Switch "hand" to "arm" in everything from the start of the data down to the line containing "170 162 L 169", and reproduce those lines with nothing else changed. Leave the pictures out of your answer.

**********

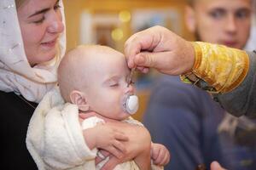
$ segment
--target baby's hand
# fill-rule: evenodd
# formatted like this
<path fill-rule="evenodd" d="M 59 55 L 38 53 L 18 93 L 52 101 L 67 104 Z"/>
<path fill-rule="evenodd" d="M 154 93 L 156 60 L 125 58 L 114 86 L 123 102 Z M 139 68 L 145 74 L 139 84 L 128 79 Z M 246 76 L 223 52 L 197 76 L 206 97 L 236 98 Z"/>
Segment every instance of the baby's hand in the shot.
<path fill-rule="evenodd" d="M 106 124 L 98 124 L 93 128 L 84 130 L 85 141 L 90 149 L 102 149 L 121 158 L 126 149 L 124 141 L 128 141 L 128 137 L 118 129 Z"/>
<path fill-rule="evenodd" d="M 170 162 L 169 150 L 160 144 L 151 144 L 151 159 L 154 164 L 165 166 Z"/>

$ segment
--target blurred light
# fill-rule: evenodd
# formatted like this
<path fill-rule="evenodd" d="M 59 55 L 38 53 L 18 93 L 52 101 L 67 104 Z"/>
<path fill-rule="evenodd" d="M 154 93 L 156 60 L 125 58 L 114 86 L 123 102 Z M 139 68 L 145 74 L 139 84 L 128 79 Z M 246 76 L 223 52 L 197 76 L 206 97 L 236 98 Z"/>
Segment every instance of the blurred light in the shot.
<path fill-rule="evenodd" d="M 127 10 L 120 11 L 119 18 L 122 22 L 128 22 L 131 20 L 131 13 Z"/>
<path fill-rule="evenodd" d="M 124 37 L 123 31 L 119 28 L 116 28 L 112 31 L 111 37 L 112 37 L 112 39 L 113 39 L 114 41 L 119 41 Z"/>

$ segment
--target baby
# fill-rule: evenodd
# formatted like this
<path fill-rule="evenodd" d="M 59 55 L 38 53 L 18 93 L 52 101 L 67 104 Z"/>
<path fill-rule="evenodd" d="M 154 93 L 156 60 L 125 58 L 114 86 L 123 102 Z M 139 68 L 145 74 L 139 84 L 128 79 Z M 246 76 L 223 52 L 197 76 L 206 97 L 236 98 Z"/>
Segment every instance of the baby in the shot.
<path fill-rule="evenodd" d="M 118 152 L 125 150 L 121 141 L 126 141 L 127 138 L 109 131 L 102 124 L 121 121 L 131 126 L 143 126 L 131 117 L 137 109 L 137 98 L 134 95 L 133 84 L 127 80 L 129 75 L 125 56 L 108 47 L 83 45 L 65 55 L 58 69 L 60 91 L 64 101 L 55 99 L 61 96 L 55 91 L 41 102 L 53 109 L 45 111 L 45 104 L 40 103 L 39 109 L 36 110 L 36 112 L 41 112 L 41 116 L 47 112 L 44 136 L 41 139 L 44 142 L 41 148 L 35 147 L 38 144 L 37 141 L 32 141 L 31 136 L 35 136 L 35 133 L 32 133 L 35 131 L 32 127 L 37 124 L 33 121 L 30 122 L 27 146 L 38 168 L 100 169 L 109 160 L 109 156 L 104 157 L 101 150 L 115 156 L 119 156 Z M 60 128 L 58 124 L 62 126 Z M 162 169 L 161 166 L 170 160 L 169 151 L 162 144 L 151 141 L 148 144 L 148 150 L 119 164 L 114 169 Z M 102 160 L 96 167 L 96 156 Z M 158 165 L 151 165 L 151 160 Z M 67 165 L 67 162 L 71 163 Z"/>

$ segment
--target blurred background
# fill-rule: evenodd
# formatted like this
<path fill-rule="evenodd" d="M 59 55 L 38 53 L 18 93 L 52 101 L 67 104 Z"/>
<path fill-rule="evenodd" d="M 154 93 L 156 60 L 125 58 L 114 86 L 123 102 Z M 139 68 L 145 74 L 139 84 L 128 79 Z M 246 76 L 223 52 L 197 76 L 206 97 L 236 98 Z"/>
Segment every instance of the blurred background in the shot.
<path fill-rule="evenodd" d="M 124 43 L 133 33 L 163 26 L 193 41 L 184 24 L 186 0 L 63 0 L 67 23 L 67 50 L 79 44 L 107 45 L 123 52 Z M 247 49 L 256 48 L 255 17 Z M 147 106 L 153 79 L 158 74 L 137 73 L 140 108 L 133 116 L 141 121 Z"/>

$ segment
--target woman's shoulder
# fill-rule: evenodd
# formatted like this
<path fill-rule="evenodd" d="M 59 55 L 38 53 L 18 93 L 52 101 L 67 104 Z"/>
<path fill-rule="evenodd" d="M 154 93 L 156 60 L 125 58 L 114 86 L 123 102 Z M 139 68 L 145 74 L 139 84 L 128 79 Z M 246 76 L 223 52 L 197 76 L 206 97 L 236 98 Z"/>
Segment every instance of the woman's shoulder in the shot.
<path fill-rule="evenodd" d="M 30 112 L 32 113 L 37 104 L 27 101 L 21 95 L 18 95 L 14 92 L 3 92 L 0 91 L 1 107 L 4 111 L 19 111 L 19 112 Z"/>

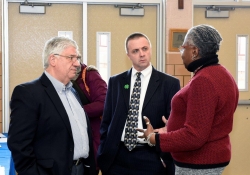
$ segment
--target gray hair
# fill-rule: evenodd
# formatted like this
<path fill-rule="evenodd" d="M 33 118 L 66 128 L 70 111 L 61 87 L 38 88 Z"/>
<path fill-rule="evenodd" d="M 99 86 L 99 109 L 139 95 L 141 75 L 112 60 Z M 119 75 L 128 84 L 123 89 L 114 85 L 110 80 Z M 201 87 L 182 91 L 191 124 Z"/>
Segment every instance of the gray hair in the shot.
<path fill-rule="evenodd" d="M 143 33 L 139 33 L 139 32 L 136 32 L 136 33 L 132 33 L 130 34 L 126 39 L 125 39 L 125 52 L 128 53 L 128 42 L 132 39 L 135 39 L 135 38 L 141 38 L 141 37 L 144 37 L 148 40 L 148 43 L 150 45 L 150 48 L 151 48 L 151 42 L 149 40 L 149 38 L 143 34 Z"/>
<path fill-rule="evenodd" d="M 199 55 L 204 57 L 208 54 L 216 54 L 220 49 L 222 37 L 212 26 L 197 25 L 188 30 L 185 42 L 199 49 Z"/>
<path fill-rule="evenodd" d="M 64 49 L 66 49 L 69 46 L 73 46 L 78 51 L 78 45 L 76 42 L 70 38 L 67 37 L 53 37 L 49 39 L 44 46 L 43 49 L 43 68 L 47 69 L 49 66 L 49 57 L 51 54 L 60 54 Z M 79 54 L 79 53 L 78 53 Z"/>

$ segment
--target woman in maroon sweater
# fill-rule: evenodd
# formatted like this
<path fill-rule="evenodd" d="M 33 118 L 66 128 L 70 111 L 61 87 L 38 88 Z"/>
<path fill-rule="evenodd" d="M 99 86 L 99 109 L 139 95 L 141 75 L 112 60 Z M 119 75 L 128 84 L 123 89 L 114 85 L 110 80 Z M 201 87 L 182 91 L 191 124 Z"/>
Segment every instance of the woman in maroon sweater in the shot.
<path fill-rule="evenodd" d="M 172 99 L 167 132 L 153 130 L 145 117 L 144 137 L 156 149 L 171 152 L 176 175 L 219 175 L 229 164 L 229 133 L 239 91 L 232 75 L 218 64 L 221 41 L 211 26 L 191 28 L 179 49 L 194 76 Z"/>

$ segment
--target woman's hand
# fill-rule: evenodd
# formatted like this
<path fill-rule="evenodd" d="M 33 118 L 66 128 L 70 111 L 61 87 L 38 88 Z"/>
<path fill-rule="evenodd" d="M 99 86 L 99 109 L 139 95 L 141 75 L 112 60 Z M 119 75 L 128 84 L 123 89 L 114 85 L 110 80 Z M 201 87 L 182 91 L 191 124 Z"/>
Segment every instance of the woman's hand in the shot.
<path fill-rule="evenodd" d="M 162 116 L 162 121 L 165 123 L 165 126 L 159 129 L 155 129 L 154 132 L 158 132 L 159 134 L 166 133 L 167 132 L 167 123 L 168 120 L 165 118 L 165 116 Z"/>
<path fill-rule="evenodd" d="M 145 139 L 147 140 L 148 135 L 149 135 L 150 133 L 153 133 L 153 132 L 154 132 L 154 128 L 153 128 L 153 126 L 150 124 L 150 121 L 149 121 L 149 119 L 148 119 L 146 116 L 143 116 L 143 118 L 144 118 L 144 121 L 146 122 L 147 129 L 146 129 L 146 130 L 143 130 L 143 129 L 137 128 L 136 130 L 143 133 L 143 135 L 138 136 L 139 138 L 145 138 Z"/>

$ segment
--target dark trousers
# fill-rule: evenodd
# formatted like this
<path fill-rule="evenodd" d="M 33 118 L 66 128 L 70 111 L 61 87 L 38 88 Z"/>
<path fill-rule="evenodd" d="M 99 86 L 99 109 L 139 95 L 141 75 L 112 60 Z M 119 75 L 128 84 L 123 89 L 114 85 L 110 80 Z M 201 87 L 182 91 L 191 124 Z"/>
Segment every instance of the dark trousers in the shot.
<path fill-rule="evenodd" d="M 83 163 L 80 163 L 79 165 L 73 165 L 71 175 L 85 175 Z"/>
<path fill-rule="evenodd" d="M 145 145 L 129 151 L 121 142 L 115 160 L 103 175 L 166 175 L 155 147 Z"/>

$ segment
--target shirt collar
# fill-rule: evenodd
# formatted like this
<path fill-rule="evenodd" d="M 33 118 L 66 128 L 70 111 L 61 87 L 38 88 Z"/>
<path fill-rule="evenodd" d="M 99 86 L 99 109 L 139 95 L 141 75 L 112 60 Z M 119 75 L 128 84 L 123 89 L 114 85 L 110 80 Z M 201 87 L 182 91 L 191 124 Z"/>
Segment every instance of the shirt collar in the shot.
<path fill-rule="evenodd" d="M 146 77 L 147 75 L 149 75 L 149 74 L 151 74 L 152 73 L 152 65 L 151 65 L 151 63 L 150 63 L 150 65 L 146 68 L 146 69 L 144 69 L 143 71 L 141 71 L 141 74 L 144 76 L 144 77 Z M 136 72 L 138 72 L 134 67 L 132 67 L 132 77 L 133 76 L 136 76 L 135 74 L 136 74 Z"/>
<path fill-rule="evenodd" d="M 44 73 L 48 77 L 48 79 L 51 81 L 51 83 L 53 84 L 57 92 L 68 91 L 72 88 L 73 84 L 71 81 L 68 84 L 64 85 L 62 82 L 58 81 L 56 78 L 50 75 L 47 71 L 44 71 Z"/>

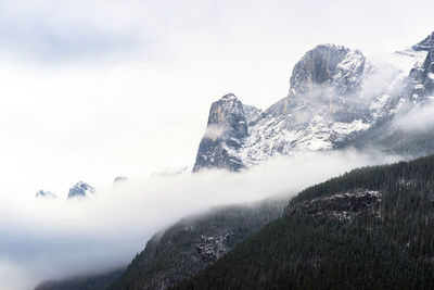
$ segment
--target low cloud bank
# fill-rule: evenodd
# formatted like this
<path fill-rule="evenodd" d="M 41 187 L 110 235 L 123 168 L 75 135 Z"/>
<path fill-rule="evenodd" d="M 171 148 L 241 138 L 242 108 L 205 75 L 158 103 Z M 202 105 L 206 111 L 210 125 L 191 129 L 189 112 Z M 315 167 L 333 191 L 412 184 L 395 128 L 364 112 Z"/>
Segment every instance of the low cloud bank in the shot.
<path fill-rule="evenodd" d="M 88 200 L 36 200 L 0 194 L 0 286 L 31 289 L 39 281 L 127 264 L 157 230 L 214 205 L 257 201 L 352 168 L 396 156 L 355 151 L 273 159 L 248 172 L 128 180 Z"/>

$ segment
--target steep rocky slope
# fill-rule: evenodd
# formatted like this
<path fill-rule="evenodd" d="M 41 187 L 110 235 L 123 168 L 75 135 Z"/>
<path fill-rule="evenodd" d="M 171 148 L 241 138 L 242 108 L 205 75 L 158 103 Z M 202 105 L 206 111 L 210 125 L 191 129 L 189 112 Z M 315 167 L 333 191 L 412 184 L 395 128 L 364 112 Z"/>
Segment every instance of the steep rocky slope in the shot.
<path fill-rule="evenodd" d="M 193 172 L 237 172 L 279 154 L 352 146 L 384 119 L 427 104 L 433 37 L 374 61 L 358 50 L 318 46 L 294 66 L 288 97 L 264 112 L 234 94 L 222 97 L 209 110 Z"/>

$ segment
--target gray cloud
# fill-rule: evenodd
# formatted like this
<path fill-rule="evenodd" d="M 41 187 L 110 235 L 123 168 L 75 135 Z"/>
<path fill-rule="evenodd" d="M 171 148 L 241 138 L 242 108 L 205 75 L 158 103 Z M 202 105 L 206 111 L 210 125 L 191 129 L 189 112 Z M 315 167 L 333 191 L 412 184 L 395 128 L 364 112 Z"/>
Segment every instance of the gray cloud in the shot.
<path fill-rule="evenodd" d="M 353 151 L 277 157 L 241 174 L 129 180 L 86 201 L 0 196 L 0 285 L 29 289 L 46 278 L 128 263 L 157 230 L 213 205 L 290 197 L 350 168 L 394 161 Z"/>

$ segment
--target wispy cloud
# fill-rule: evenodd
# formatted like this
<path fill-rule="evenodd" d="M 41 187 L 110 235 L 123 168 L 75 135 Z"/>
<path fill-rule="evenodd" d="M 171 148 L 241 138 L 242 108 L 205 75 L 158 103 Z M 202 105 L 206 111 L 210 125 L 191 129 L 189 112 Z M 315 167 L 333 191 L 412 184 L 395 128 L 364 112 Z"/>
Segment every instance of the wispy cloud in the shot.
<path fill-rule="evenodd" d="M 47 278 L 126 264 L 157 230 L 213 205 L 288 198 L 350 168 L 390 162 L 356 152 L 278 157 L 241 173 L 130 180 L 98 189 L 90 200 L 34 200 L 0 196 L 0 285 L 29 289 Z M 12 275 L 14 274 L 14 275 Z"/>

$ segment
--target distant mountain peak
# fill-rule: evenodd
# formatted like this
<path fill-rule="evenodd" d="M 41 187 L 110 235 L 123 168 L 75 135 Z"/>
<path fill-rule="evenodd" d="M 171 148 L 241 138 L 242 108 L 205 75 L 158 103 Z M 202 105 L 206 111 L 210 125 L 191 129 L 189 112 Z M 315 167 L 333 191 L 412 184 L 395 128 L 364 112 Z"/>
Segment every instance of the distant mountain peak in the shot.
<path fill-rule="evenodd" d="M 78 181 L 69 189 L 68 199 L 91 197 L 94 192 L 95 189 L 92 186 L 84 181 Z"/>
<path fill-rule="evenodd" d="M 114 184 L 114 185 L 117 185 L 117 184 L 125 182 L 125 181 L 127 181 L 127 180 L 128 180 L 128 178 L 125 177 L 125 176 L 117 176 L 117 177 L 113 180 L 113 184 Z"/>

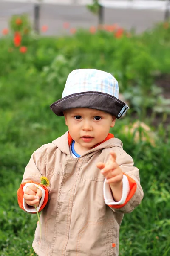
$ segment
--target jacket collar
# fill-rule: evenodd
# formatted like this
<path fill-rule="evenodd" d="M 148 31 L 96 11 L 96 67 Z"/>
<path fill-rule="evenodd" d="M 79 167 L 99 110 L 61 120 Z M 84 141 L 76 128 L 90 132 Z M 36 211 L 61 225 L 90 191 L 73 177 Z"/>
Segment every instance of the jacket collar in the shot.
<path fill-rule="evenodd" d="M 52 143 L 59 148 L 63 153 L 70 155 L 69 146 L 72 141 L 73 139 L 68 131 L 64 134 L 52 141 Z M 122 148 L 123 144 L 120 140 L 114 138 L 113 134 L 109 133 L 105 140 L 95 145 L 92 148 L 87 151 L 81 157 L 89 154 L 89 156 L 91 156 L 95 154 L 96 151 L 99 151 L 103 148 L 112 148 L 116 145 Z"/>

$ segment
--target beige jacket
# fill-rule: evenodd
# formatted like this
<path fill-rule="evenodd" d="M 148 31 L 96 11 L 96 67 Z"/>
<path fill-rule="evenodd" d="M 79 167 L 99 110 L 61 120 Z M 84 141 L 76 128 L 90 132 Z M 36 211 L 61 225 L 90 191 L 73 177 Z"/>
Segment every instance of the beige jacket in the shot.
<path fill-rule="evenodd" d="M 123 205 L 110 207 L 104 199 L 105 179 L 96 164 L 106 162 L 111 150 L 127 175 L 130 192 Z M 133 211 L 143 196 L 139 169 L 133 167 L 121 141 L 110 139 L 75 158 L 70 155 L 67 132 L 33 153 L 22 183 L 30 180 L 40 183 L 42 175 L 49 180 L 50 187 L 40 216 L 41 243 L 38 224 L 33 244 L 38 255 L 117 256 L 124 213 Z"/>

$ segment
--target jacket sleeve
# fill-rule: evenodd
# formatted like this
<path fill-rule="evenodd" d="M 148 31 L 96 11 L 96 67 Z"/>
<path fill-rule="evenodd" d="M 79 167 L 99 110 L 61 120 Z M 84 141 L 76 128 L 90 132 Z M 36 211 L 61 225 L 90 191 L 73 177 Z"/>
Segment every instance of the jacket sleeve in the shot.
<path fill-rule="evenodd" d="M 122 169 L 124 176 L 128 178 L 129 192 L 123 204 L 108 205 L 114 212 L 123 213 L 130 212 L 140 204 L 143 198 L 143 192 L 140 183 L 139 170 L 133 166 L 132 158 L 125 151 L 117 156 L 116 161 Z"/>
<path fill-rule="evenodd" d="M 18 203 L 20 208 L 27 212 L 36 213 L 34 207 L 27 205 L 23 198 L 24 188 L 28 183 L 33 183 L 37 186 L 40 183 L 40 178 L 45 176 L 46 157 L 44 145 L 42 146 L 35 151 L 31 155 L 29 163 L 25 170 L 23 180 L 17 192 Z M 39 187 L 40 188 L 40 187 Z M 41 185 L 40 189 L 42 190 L 43 196 L 40 200 L 40 207 L 38 207 L 38 211 L 41 211 L 46 204 L 48 197 L 49 188 L 46 188 Z M 44 190 L 44 191 L 43 191 Z M 43 199 L 43 200 L 42 200 Z"/>

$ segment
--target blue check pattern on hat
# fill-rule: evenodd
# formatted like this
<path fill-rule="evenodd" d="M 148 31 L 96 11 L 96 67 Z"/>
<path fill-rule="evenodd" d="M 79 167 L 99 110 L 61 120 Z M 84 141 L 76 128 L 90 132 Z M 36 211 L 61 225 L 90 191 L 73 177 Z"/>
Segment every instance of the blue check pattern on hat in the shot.
<path fill-rule="evenodd" d="M 104 93 L 118 99 L 119 86 L 111 74 L 96 69 L 75 70 L 69 75 L 62 98 L 87 91 Z"/>

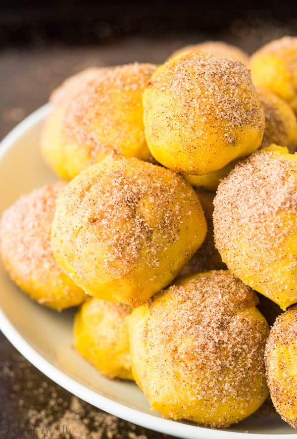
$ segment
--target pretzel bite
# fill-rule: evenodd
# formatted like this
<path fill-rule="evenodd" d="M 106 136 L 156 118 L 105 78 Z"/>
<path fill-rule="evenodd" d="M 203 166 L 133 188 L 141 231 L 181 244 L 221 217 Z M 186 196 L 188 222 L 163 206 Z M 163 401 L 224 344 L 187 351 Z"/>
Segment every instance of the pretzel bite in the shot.
<path fill-rule="evenodd" d="M 223 41 L 204 41 L 203 43 L 200 43 L 198 44 L 186 46 L 174 52 L 170 56 L 170 58 L 174 58 L 180 53 L 193 50 L 193 49 L 199 50 L 206 53 L 208 53 L 209 55 L 214 55 L 215 56 L 236 59 L 248 66 L 249 64 L 249 60 L 247 53 L 246 53 L 239 48 L 231 44 L 227 44 Z"/>
<path fill-rule="evenodd" d="M 50 167 L 71 179 L 112 151 L 152 158 L 145 139 L 142 93 L 155 66 L 92 69 L 62 85 L 44 127 L 42 151 Z"/>
<path fill-rule="evenodd" d="M 126 325 L 131 312 L 127 305 L 91 298 L 75 316 L 77 350 L 108 378 L 133 379 Z"/>
<path fill-rule="evenodd" d="M 50 227 L 62 182 L 21 196 L 0 223 L 0 251 L 9 276 L 39 303 L 60 310 L 79 305 L 83 291 L 62 271 L 50 248 Z"/>
<path fill-rule="evenodd" d="M 227 427 L 268 395 L 269 328 L 256 294 L 227 271 L 184 278 L 127 318 L 135 379 L 167 418 Z"/>
<path fill-rule="evenodd" d="M 206 228 L 199 199 L 182 177 L 115 155 L 66 187 L 51 244 L 63 269 L 90 295 L 136 306 L 174 278 Z"/>
<path fill-rule="evenodd" d="M 297 306 L 278 317 L 265 349 L 267 383 L 277 411 L 297 429 Z"/>
<path fill-rule="evenodd" d="M 203 244 L 183 267 L 180 275 L 193 274 L 210 270 L 224 270 L 226 266 L 215 248 L 213 240 L 213 198 L 215 194 L 201 190 L 195 190 L 199 197 L 207 224 L 207 232 Z"/>
<path fill-rule="evenodd" d="M 297 154 L 272 145 L 237 165 L 214 200 L 223 261 L 282 309 L 297 302 Z"/>
<path fill-rule="evenodd" d="M 269 89 L 297 111 L 297 37 L 266 44 L 250 58 L 254 84 Z"/>
<path fill-rule="evenodd" d="M 289 104 L 267 89 L 258 88 L 257 93 L 265 113 L 261 146 L 276 144 L 294 152 L 297 146 L 297 120 L 294 112 Z"/>
<path fill-rule="evenodd" d="M 149 150 L 176 172 L 208 174 L 261 145 L 264 111 L 238 61 L 182 53 L 156 70 L 143 102 Z"/>

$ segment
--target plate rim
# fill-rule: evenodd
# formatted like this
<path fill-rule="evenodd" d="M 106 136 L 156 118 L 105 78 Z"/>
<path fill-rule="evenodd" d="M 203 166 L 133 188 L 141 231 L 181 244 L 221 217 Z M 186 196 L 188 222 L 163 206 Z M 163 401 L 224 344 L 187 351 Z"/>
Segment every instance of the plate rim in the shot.
<path fill-rule="evenodd" d="M 45 104 L 31 113 L 12 129 L 0 142 L 0 160 L 13 148 L 14 144 L 28 130 L 41 122 L 49 113 L 51 107 Z M 72 394 L 95 407 L 133 424 L 150 430 L 184 439 L 244 439 L 248 435 L 254 439 L 283 439 L 297 436 L 295 433 L 272 434 L 230 432 L 212 429 L 198 425 L 191 425 L 182 422 L 158 418 L 129 407 L 86 388 L 52 365 L 39 353 L 14 327 L 3 311 L 0 308 L 0 330 L 15 348 L 42 373 Z"/>

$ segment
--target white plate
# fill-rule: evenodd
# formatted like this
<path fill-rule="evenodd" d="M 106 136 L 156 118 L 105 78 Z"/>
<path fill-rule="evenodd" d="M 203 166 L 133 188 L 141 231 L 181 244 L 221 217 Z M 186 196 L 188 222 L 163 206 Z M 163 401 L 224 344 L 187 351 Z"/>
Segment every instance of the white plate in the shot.
<path fill-rule="evenodd" d="M 56 180 L 40 156 L 45 105 L 19 124 L 0 145 L 0 214 L 20 195 Z M 82 399 L 143 427 L 191 439 L 297 438 L 276 413 L 259 411 L 229 429 L 213 430 L 163 419 L 150 411 L 136 385 L 106 379 L 72 345 L 73 311 L 58 313 L 37 304 L 9 280 L 0 264 L 0 328 L 40 370 Z"/>

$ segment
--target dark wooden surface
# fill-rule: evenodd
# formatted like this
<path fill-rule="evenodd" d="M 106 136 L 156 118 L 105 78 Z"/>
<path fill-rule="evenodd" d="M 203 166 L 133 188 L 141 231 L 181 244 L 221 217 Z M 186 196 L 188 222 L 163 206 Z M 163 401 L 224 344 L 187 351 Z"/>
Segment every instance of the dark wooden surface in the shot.
<path fill-rule="evenodd" d="M 56 42 L 49 44 L 38 35 L 21 48 L 7 44 L 0 52 L 0 138 L 45 103 L 50 92 L 64 78 L 86 67 L 136 60 L 159 63 L 178 47 L 211 37 L 237 43 L 250 52 L 269 39 L 292 33 L 283 25 L 259 22 L 247 24 L 242 20 L 235 20 L 227 30 L 223 28 L 219 33 L 212 32 L 171 33 L 162 38 L 133 35 L 90 46 L 67 47 Z M 88 426 L 87 430 L 83 428 L 80 432 L 80 422 Z M 74 399 L 32 366 L 1 333 L 0 423 L 1 438 L 169 437 Z M 99 433 L 91 436 L 86 431 Z"/>

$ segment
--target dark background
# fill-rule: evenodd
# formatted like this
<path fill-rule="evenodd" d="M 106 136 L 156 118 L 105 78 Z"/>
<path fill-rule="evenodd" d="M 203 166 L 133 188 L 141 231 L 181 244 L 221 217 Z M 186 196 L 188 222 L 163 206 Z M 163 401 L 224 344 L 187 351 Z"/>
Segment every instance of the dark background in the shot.
<path fill-rule="evenodd" d="M 284 35 L 297 35 L 296 2 L 0 0 L 0 138 L 87 67 L 160 63 L 179 47 L 205 39 L 251 53 Z M 102 433 L 92 439 L 165 437 L 74 398 L 0 333 L 0 438 L 89 439 L 83 422 L 87 432 Z"/>

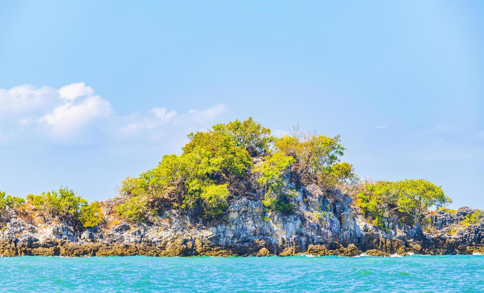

**********

Exercise solution:
$ segment
--target baby's arm
# fill-rule: evenodd
# formatted like this
<path fill-rule="evenodd" d="M 59 55 L 38 53 L 18 93 L 52 101 L 67 104 Z"/>
<path fill-rule="evenodd" d="M 154 93 L 156 60 L 125 58 L 114 86 L 123 102 Z M 139 68 L 145 74 L 139 84 L 128 79 Z M 246 76 L 223 52 L 197 76 L 206 97 L 236 98 Z"/>
Segment every instance of the baby's arm in the shot.
<path fill-rule="evenodd" d="M 106 124 L 98 124 L 93 128 L 84 130 L 85 141 L 90 149 L 102 149 L 121 158 L 126 149 L 124 141 L 128 141 L 128 137 L 118 129 Z"/>
<path fill-rule="evenodd" d="M 170 162 L 169 150 L 160 144 L 151 144 L 151 159 L 154 164 L 165 166 Z"/>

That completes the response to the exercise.